- [REQUIRED ACTIONS]
a) Answer these questions from the text on vitamin D and sun exposure, one answer per line, marked like the questions:
(i) What age does the writer give for themselves?
(ii) How many people with skin cancer does the writer say they have met?
(iii) How much Vitamin D3 does the writer take each day, and in what form?
b) Carry on the text about vitamin D and sun exposure, starting after its final sentence.

The real question ought to be, “Why is Vitamin D a problem right now?” Because when I was a child and into my twenties, it wasn’t an issue. I’m 55, so I am referring to the 60’s, 70’s and 80’s. Back then, I sported a dark brown tan every summer and in my twenties I kept it up year round using tanning booths in the winter. In my childhood, we didn’t talk about sun screen. Babies wore sun hats, mother’s kept them covered, toddlers ran around with tans. My brother and I have olive toned skin and many remarked to our mother about our beautiful dark tans. People who had very pale skin, were cautious when in the sun, but still out in the sun, they were the only ones I saw using salves to protect themselves from burning aside from life guards with bright white stripes of sun block on their noses. We all suffered a sunburn sometimes. I don’t recommend them, they’re not fun, but for most of us, they weren’t the end of the world either.
Its true, too much sun could damage skin and for a few, cause skin cancer. But, I feel we’ve gone way too far in the other direction, where we get no sun anymore. Especially in the north where sun is limited to begin with. In the summer we slather the highest SPF lotions we can find, lest the sun touch our skin. All my life, I’ve met only 2 people with skin cancer (mild cases). And, before you get all up in arms, be rest assured that I am not disputing that skin cancer is real, and maybe its only a coincidence that I’ve only met two people. I am only suggesting moderation and balance. For most people, some sun is not just good, but needed. Sun light is needed to produce vitamin D. It can be had through supplements too, which is what I do. I take 10,000 IUs of Vitamin D3 per day in the form of drops. Fair skinned Dr. Wahls takes 6,000 IUs in the winter along with short visits in a tanning bed and decreases to 4,000 IUs in the summer, whereas she is an avid Gardner and rides her bike to and from work most days.

- [GIVEN ENTRIES]
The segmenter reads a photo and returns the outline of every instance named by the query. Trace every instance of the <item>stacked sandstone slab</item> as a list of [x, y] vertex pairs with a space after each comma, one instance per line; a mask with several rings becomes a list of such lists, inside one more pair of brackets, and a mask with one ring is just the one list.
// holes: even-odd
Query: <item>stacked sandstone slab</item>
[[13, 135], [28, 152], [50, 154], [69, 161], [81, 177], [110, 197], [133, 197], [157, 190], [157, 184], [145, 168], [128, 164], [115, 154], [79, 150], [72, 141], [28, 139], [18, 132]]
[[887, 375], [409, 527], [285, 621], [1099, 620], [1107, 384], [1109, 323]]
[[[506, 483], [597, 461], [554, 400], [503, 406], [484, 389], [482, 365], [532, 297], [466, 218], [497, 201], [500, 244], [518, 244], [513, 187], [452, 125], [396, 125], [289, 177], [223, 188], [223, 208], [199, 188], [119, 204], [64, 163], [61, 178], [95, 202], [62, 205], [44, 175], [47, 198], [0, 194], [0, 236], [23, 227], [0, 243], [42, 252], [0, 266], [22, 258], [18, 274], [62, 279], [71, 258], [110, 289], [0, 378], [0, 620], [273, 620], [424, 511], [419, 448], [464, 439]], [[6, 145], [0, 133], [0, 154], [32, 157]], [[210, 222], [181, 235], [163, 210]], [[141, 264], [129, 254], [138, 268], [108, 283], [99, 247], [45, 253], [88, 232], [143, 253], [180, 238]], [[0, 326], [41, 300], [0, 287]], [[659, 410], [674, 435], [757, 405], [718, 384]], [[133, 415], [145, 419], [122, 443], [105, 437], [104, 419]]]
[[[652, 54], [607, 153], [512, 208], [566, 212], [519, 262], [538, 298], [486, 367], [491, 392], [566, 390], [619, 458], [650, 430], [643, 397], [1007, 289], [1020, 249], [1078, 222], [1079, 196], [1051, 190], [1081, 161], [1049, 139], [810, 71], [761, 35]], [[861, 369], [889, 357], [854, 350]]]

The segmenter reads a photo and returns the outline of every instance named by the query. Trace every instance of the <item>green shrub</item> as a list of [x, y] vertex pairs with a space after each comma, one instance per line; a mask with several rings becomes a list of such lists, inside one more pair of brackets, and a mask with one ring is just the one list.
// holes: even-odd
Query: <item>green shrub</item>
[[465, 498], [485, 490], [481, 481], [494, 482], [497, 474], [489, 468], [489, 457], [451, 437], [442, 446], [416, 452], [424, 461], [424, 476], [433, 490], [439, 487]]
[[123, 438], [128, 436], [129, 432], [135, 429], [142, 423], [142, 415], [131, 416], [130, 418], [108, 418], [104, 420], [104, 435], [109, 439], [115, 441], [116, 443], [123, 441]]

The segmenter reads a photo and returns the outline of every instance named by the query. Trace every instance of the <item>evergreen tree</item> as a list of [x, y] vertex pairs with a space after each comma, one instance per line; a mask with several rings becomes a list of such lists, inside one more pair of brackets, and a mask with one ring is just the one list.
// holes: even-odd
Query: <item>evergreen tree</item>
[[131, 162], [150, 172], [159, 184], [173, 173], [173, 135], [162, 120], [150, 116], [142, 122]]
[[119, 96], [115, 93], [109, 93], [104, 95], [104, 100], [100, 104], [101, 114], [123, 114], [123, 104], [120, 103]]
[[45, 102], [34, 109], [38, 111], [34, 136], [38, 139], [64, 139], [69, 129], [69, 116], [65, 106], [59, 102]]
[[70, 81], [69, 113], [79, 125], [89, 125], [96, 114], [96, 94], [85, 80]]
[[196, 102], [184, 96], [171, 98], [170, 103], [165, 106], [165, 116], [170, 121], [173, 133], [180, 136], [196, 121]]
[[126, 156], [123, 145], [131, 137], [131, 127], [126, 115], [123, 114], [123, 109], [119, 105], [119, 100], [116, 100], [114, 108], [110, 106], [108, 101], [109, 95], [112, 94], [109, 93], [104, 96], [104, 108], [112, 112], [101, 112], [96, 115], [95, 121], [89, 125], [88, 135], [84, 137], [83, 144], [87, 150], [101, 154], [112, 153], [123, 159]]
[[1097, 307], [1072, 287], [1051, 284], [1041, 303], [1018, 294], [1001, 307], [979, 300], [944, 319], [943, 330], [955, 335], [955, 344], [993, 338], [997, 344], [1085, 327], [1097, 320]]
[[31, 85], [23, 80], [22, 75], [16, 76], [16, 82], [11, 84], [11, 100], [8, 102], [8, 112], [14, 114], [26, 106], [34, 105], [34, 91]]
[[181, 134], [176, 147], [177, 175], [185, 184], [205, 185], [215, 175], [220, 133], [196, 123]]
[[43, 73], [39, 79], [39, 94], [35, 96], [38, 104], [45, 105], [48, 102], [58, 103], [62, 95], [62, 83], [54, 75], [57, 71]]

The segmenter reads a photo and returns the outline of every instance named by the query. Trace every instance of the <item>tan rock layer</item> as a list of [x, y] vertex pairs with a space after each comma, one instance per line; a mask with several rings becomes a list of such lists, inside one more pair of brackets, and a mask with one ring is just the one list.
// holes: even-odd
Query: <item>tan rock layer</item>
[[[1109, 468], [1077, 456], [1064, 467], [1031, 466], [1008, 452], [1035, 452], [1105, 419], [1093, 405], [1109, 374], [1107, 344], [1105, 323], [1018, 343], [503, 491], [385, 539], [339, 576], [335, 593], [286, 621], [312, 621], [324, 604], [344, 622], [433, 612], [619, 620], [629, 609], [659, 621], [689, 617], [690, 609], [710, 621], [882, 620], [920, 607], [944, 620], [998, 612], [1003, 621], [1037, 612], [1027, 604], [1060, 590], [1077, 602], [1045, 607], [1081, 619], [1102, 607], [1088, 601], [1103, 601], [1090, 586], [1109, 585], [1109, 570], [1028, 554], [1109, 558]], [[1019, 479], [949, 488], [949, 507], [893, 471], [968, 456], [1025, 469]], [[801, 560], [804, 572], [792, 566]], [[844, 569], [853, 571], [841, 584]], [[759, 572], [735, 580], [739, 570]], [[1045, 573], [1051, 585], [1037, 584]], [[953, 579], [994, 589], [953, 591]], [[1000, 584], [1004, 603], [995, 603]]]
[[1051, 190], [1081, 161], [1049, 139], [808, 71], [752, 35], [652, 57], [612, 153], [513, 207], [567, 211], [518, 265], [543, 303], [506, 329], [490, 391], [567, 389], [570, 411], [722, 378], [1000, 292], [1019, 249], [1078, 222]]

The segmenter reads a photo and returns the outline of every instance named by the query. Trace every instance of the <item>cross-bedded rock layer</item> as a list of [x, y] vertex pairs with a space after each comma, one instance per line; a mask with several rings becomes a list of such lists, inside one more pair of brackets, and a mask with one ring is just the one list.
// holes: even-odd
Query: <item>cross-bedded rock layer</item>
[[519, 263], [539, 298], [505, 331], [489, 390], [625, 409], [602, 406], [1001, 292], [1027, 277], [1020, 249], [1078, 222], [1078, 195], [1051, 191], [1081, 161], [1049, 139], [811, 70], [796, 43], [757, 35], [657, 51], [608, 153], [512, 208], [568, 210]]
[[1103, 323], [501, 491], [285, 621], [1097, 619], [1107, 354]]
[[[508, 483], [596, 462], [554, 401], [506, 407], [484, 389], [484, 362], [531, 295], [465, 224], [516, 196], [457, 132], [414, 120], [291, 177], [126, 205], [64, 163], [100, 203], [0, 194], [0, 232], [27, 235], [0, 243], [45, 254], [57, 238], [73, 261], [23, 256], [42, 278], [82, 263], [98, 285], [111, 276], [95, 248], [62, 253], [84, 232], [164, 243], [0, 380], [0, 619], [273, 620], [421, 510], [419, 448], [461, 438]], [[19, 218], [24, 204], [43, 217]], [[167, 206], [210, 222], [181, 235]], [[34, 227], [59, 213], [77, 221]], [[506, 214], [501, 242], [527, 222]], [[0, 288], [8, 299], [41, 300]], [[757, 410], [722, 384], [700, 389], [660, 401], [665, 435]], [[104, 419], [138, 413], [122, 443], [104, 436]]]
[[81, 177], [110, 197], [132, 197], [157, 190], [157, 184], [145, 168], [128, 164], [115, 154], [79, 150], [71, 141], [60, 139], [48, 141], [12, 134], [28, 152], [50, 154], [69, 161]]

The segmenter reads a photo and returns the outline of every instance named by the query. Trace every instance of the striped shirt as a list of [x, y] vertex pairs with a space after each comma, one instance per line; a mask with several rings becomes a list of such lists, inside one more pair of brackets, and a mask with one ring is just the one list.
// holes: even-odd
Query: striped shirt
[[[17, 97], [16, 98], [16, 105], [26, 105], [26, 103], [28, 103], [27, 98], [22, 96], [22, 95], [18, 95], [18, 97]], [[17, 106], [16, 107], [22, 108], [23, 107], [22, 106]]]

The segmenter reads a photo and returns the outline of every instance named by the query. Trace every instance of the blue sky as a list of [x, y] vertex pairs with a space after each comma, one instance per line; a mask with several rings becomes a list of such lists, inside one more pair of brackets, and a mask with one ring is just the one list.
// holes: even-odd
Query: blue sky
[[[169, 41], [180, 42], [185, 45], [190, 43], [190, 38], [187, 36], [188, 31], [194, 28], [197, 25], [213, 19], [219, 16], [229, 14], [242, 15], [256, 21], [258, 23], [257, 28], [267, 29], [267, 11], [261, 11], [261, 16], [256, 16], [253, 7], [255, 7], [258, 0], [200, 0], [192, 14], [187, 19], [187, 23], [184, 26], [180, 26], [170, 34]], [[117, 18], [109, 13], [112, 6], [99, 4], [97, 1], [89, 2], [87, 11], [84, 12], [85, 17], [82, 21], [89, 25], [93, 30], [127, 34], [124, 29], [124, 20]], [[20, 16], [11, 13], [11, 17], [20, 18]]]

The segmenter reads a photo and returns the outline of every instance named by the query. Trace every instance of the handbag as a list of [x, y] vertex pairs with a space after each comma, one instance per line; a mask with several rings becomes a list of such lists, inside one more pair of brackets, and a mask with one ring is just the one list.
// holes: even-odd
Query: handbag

- [ANSWERS FOR THE TASKS]
a)
(i) 55
(ii) Two, both mild cases.
(iii) 10,000 IUs per day, in the form of drops.

b)
It is a fact that lack of Vitamin D has been linked to autoimmune diseases and other equally surprising conditions:
“A lack of vitamin D has also been linked to some other conditions such as cancer, asthma, type-II diabetes, high blood pressure, depression, Alzheimer’s and autoimmune diseases like multiple sclerosis, Crohn’s and type-I diabetes.” – https://www.vitamindcouncil.org/about-vitamin-d/what-is-vitamin-d/
Yes, we had these diseases then too, but not to the outrageous degree that they are now prevalent in our society these days. When I was a child, I met one person who had MS. In my twenties, I knew another. Two people in two decades. The last two decades the opposite has been true, autoimmune diseases of all sorts are cropping up everywhere in cooler climate industrialized nations. Interesting though is the fact that I knew two people my entire life who had skin cancer, the kind they can remove. That is not to say that it doesn’t exist, that it shouldn’t be a prudent concern, especially for those with fair skin, who are most susceptible to damage. The darker your skin is the more melanin you produce, which is the skins natural defense against the sun that, paradoxically, is produced when the skin is exposed to sun light.
Melanin gives the skin its pigment. The darker your skin is the better protected you are from the sun. This is the reason why warmer climates have darker skinned people. A natural occurrence to the environment. My grandparents are from Southern Italy, hence the olive tone to my skin and gives me a decreased chance of sun burns. I can burn. I need to be cautious the first one or two times out in the sun and use sun block. Once a tan begins to build, I don’t burn anymore. A tan is the skin producing melanin in response to the sun for protection.
I am not an expert, but I have left three addresses from both sides below. I suggest that you take the time to read up. It is important to say that Vitamin D is not the only reason for the sharp increase in autoimmune conditions, there are other factors, which is why Vitamin D is only one of the components of the Protocol, but it is definitely a factor.